» What to do
Reproduce the opening lines of the records exactly, up to and including the line in which "Target: upper floor window" occurs.

Segment Start: Dataset excerpts

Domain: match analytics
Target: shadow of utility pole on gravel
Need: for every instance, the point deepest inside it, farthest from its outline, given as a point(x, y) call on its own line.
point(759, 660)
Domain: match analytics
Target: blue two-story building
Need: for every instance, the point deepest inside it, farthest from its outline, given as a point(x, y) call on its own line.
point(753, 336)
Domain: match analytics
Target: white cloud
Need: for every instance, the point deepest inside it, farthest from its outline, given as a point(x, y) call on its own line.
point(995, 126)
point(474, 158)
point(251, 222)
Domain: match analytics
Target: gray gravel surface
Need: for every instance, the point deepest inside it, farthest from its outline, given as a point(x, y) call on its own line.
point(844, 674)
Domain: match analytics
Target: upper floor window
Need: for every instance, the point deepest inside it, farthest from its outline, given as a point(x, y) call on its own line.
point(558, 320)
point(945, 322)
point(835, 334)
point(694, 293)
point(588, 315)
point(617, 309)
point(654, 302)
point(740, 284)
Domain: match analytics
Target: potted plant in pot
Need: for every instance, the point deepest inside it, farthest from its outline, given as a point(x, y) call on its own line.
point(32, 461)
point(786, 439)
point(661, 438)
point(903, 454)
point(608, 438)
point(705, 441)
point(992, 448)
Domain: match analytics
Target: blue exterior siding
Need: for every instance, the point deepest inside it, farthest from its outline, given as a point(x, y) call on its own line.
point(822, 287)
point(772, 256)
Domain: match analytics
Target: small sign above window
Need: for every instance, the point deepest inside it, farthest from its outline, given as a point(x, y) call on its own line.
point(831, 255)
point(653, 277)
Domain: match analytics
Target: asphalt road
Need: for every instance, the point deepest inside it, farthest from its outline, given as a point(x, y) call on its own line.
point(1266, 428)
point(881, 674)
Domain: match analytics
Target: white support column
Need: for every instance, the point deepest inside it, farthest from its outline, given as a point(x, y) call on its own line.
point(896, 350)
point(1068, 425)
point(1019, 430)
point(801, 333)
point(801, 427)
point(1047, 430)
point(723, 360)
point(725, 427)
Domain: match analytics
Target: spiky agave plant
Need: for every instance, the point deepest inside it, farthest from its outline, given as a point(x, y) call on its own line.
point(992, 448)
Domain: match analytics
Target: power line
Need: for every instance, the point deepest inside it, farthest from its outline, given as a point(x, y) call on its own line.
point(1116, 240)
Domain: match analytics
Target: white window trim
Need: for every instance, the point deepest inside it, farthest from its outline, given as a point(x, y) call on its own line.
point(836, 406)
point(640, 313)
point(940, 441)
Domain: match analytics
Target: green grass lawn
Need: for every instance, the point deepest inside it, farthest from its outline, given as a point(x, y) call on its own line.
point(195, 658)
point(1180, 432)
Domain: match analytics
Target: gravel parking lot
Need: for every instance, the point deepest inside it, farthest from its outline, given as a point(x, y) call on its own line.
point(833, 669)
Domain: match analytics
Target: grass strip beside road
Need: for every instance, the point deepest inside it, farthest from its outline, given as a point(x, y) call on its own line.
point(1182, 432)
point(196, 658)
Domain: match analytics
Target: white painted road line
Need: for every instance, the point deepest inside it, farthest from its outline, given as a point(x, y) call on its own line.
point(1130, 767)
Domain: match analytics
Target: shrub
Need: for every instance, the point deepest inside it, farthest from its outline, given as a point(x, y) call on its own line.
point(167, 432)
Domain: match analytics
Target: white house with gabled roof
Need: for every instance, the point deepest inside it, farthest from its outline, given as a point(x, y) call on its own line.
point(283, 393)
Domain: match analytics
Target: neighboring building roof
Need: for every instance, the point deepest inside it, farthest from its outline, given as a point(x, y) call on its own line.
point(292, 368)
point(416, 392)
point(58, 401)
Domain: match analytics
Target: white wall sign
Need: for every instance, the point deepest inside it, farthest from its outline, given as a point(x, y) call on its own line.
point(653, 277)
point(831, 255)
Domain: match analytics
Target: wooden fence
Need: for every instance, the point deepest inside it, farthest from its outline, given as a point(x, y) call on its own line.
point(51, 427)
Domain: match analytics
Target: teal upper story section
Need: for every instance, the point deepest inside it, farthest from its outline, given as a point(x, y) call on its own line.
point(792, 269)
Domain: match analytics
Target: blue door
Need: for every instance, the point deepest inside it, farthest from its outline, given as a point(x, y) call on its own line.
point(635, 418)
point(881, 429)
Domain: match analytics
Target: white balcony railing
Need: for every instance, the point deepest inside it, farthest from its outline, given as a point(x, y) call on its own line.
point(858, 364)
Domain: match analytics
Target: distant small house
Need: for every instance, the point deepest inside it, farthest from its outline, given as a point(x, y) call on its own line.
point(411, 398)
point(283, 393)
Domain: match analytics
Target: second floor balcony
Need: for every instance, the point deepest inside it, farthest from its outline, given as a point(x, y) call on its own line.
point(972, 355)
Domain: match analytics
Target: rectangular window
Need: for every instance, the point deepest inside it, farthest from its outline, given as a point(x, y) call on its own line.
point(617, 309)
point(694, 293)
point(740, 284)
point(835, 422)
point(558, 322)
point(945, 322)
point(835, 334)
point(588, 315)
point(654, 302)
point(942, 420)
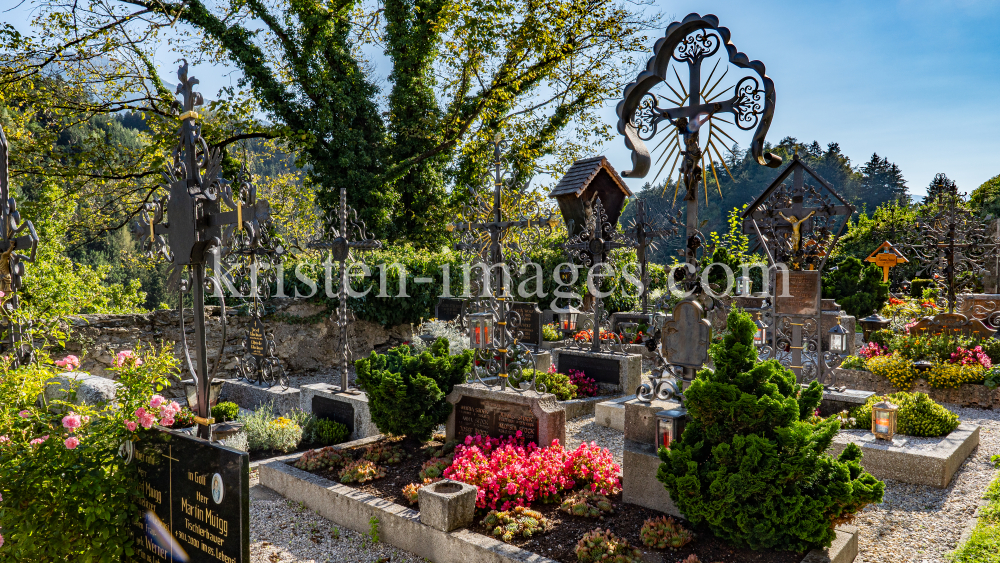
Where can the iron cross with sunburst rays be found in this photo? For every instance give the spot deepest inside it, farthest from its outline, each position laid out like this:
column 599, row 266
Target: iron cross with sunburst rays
column 696, row 105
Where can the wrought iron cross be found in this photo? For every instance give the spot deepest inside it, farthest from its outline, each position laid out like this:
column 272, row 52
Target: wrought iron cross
column 189, row 228
column 340, row 250
column 17, row 246
column 591, row 248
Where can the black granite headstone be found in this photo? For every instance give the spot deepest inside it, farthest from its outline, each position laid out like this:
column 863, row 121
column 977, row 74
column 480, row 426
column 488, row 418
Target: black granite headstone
column 337, row 411
column 449, row 309
column 531, row 322
column 496, row 419
column 601, row 370
column 196, row 500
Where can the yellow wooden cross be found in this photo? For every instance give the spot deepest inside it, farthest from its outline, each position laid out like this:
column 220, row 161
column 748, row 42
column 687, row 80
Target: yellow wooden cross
column 886, row 257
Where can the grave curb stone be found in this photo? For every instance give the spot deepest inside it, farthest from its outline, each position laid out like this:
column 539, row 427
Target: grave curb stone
column 550, row 414
column 250, row 396
column 629, row 365
column 400, row 526
column 919, row 466
column 363, row 425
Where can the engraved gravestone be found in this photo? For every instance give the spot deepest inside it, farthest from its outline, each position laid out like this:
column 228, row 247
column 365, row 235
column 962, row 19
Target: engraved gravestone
column 687, row 336
column 531, row 322
column 449, row 309
column 195, row 504
column 337, row 411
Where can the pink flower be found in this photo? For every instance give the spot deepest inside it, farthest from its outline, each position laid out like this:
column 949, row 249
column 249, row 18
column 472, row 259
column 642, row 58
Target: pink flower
column 70, row 362
column 71, row 422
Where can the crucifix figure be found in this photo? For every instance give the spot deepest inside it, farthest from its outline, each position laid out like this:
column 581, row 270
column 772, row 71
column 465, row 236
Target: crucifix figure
column 340, row 251
column 796, row 228
column 189, row 228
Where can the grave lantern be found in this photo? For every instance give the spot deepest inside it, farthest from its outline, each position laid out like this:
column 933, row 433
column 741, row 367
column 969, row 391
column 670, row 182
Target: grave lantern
column 481, row 331
column 884, row 420
column 567, row 319
column 760, row 337
column 670, row 426
column 744, row 286
column 872, row 323
column 838, row 338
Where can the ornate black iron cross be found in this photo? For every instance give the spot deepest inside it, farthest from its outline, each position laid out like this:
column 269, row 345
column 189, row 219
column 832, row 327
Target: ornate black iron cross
column 352, row 235
column 189, row 228
column 17, row 246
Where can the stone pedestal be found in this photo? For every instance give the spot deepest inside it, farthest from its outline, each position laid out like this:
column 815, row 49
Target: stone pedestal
column 498, row 414
column 326, row 401
column 621, row 370
column 250, row 396
column 640, row 461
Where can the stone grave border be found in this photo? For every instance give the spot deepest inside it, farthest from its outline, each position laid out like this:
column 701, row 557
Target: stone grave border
column 929, row 465
column 400, row 526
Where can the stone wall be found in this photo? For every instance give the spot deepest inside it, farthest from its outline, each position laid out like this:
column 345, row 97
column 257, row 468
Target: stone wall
column 306, row 338
column 968, row 394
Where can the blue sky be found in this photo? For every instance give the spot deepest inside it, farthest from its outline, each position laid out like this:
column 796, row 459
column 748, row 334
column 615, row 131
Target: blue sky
column 917, row 81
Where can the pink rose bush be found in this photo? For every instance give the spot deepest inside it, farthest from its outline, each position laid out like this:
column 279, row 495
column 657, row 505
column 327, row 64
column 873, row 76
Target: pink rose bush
column 69, row 363
column 508, row 473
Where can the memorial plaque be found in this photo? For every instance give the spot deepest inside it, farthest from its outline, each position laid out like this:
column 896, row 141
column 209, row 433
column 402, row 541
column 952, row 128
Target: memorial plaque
column 449, row 309
column 531, row 322
column 601, row 370
column 256, row 342
column 496, row 419
column 195, row 504
column 337, row 411
column 803, row 291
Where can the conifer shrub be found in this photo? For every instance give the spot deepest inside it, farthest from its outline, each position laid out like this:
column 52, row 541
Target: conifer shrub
column 406, row 393
column 748, row 467
column 918, row 415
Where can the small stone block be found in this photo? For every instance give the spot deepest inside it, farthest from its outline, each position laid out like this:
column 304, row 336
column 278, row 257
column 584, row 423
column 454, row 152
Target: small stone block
column 622, row 370
column 250, row 396
column 90, row 389
column 497, row 414
column 447, row 505
column 611, row 413
column 639, row 484
column 920, row 461
column 350, row 409
column 640, row 419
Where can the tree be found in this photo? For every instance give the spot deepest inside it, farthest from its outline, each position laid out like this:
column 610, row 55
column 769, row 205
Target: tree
column 940, row 185
column 881, row 182
column 536, row 72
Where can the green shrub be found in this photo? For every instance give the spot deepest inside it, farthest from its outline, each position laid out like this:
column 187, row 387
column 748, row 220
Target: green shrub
column 329, row 432
column 406, row 393
column 556, row 383
column 224, row 412
column 265, row 432
column 857, row 287
column 918, row 415
column 748, row 467
column 61, row 504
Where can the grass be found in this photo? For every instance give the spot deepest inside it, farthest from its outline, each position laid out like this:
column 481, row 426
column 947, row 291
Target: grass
column 983, row 545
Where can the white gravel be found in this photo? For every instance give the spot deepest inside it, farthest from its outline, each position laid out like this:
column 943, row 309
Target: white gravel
column 283, row 531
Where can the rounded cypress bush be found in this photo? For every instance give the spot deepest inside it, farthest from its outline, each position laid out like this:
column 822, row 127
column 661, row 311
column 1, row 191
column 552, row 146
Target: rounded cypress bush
column 748, row 467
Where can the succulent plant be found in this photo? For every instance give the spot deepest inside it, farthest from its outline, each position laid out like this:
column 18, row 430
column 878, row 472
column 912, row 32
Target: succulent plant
column 361, row 471
column 517, row 522
column 385, row 453
column 586, row 503
column 664, row 532
column 605, row 547
column 325, row 458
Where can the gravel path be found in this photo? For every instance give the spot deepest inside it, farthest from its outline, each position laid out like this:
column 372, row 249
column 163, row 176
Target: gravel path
column 283, row 531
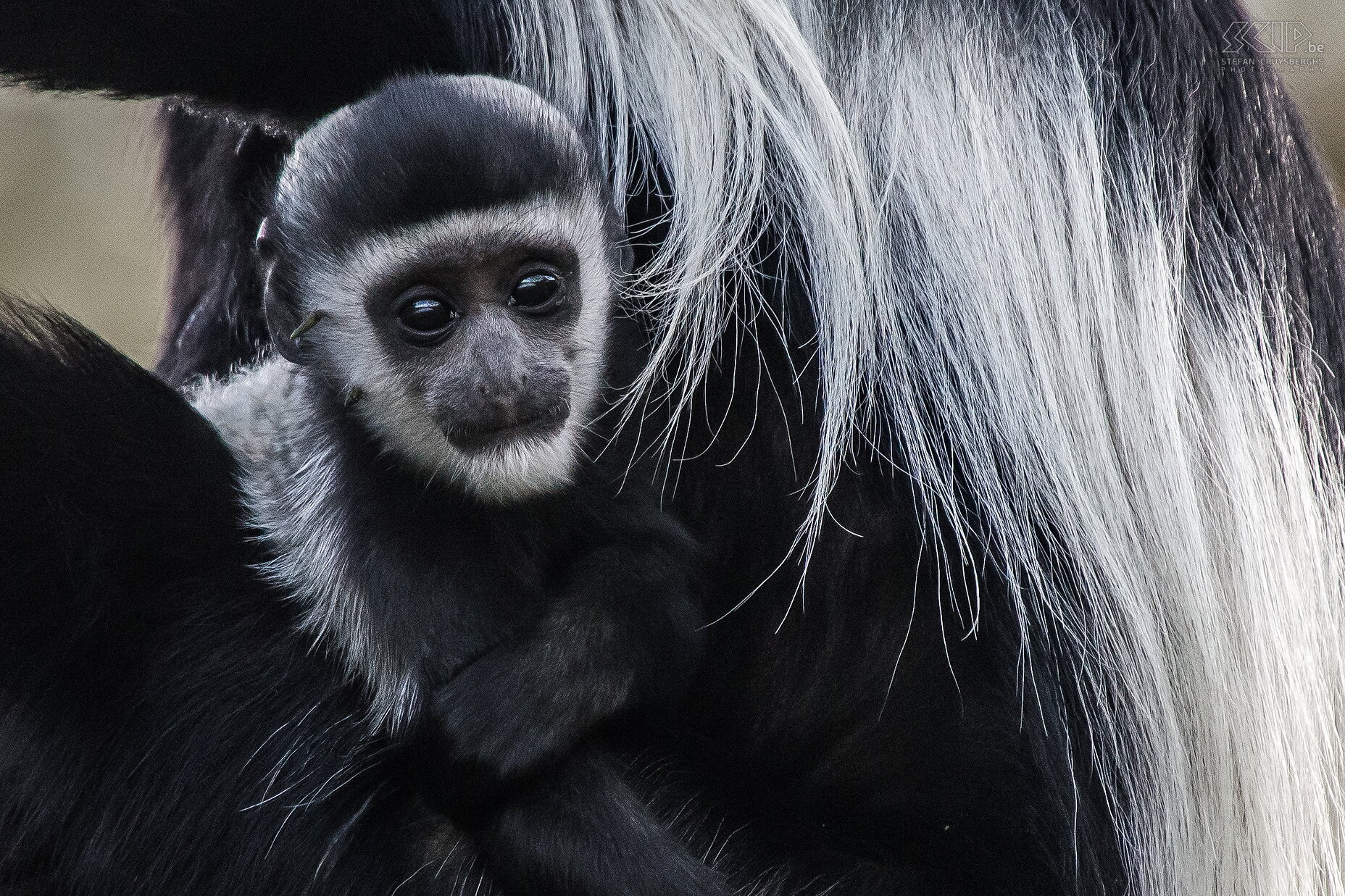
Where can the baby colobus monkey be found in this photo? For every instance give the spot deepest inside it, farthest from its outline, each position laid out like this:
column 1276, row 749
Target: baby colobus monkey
column 440, row 267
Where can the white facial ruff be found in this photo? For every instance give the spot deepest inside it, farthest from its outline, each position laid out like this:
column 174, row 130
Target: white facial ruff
column 350, row 351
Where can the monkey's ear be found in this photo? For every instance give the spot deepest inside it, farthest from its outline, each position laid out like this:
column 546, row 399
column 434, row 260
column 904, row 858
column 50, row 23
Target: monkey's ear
column 278, row 303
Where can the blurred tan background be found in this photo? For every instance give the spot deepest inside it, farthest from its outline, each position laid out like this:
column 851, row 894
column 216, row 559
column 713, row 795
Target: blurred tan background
column 80, row 225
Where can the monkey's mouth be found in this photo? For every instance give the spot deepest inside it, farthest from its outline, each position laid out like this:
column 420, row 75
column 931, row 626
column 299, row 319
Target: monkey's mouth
column 479, row 437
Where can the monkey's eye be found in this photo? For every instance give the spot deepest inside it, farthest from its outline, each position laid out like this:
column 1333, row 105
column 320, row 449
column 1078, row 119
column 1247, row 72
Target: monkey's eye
column 537, row 292
column 424, row 314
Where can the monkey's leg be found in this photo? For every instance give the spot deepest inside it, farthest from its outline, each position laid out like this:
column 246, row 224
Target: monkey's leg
column 581, row 830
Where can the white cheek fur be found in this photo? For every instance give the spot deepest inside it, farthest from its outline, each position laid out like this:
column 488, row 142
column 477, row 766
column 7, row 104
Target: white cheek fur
column 350, row 353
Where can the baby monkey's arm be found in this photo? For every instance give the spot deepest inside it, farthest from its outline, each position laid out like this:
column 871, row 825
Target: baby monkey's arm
column 623, row 635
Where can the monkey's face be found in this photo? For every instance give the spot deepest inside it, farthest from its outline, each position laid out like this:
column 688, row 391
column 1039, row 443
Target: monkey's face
column 474, row 343
column 454, row 238
column 488, row 339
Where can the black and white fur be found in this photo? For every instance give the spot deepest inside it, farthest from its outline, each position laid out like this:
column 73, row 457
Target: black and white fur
column 1046, row 295
column 422, row 487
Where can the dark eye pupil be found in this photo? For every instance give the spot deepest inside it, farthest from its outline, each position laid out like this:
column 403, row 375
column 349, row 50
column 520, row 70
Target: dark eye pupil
column 536, row 290
column 425, row 315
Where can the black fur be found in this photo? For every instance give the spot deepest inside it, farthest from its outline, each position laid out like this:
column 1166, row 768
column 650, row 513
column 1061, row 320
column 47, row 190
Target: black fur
column 530, row 626
column 825, row 778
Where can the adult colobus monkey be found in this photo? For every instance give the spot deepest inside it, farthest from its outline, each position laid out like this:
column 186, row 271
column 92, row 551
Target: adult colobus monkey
column 1017, row 323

Segment End: Dataset excerpts

» Written answer
Domain: match analytics
Target: shadow of utility pole on gravel
Need: for every instance, the point deepest inside it, farthest from its outline, given as a point(x, y) call on its own line.
point(759, 660)
Domain: match analytics
Target: blue two-story building
Need: for every instance, the point deepest inside it, farthest from its outline, given as a point(x, y) call on its own line.
point(753, 336)
Domain: match analytics
Target: white cloud
Need: for every instance, the point deepest inside it, farthest from its outline, given as a point(x, y) call on its own line.
point(995, 126)
point(474, 158)
point(251, 222)
Domain: match analytics
Target: gray gravel surface
Need: for every instance, the point deepest inside it, farthest from its outline, given as a point(x, y) call on its own line.
point(844, 674)
Domain: match analytics
Target: upper floor window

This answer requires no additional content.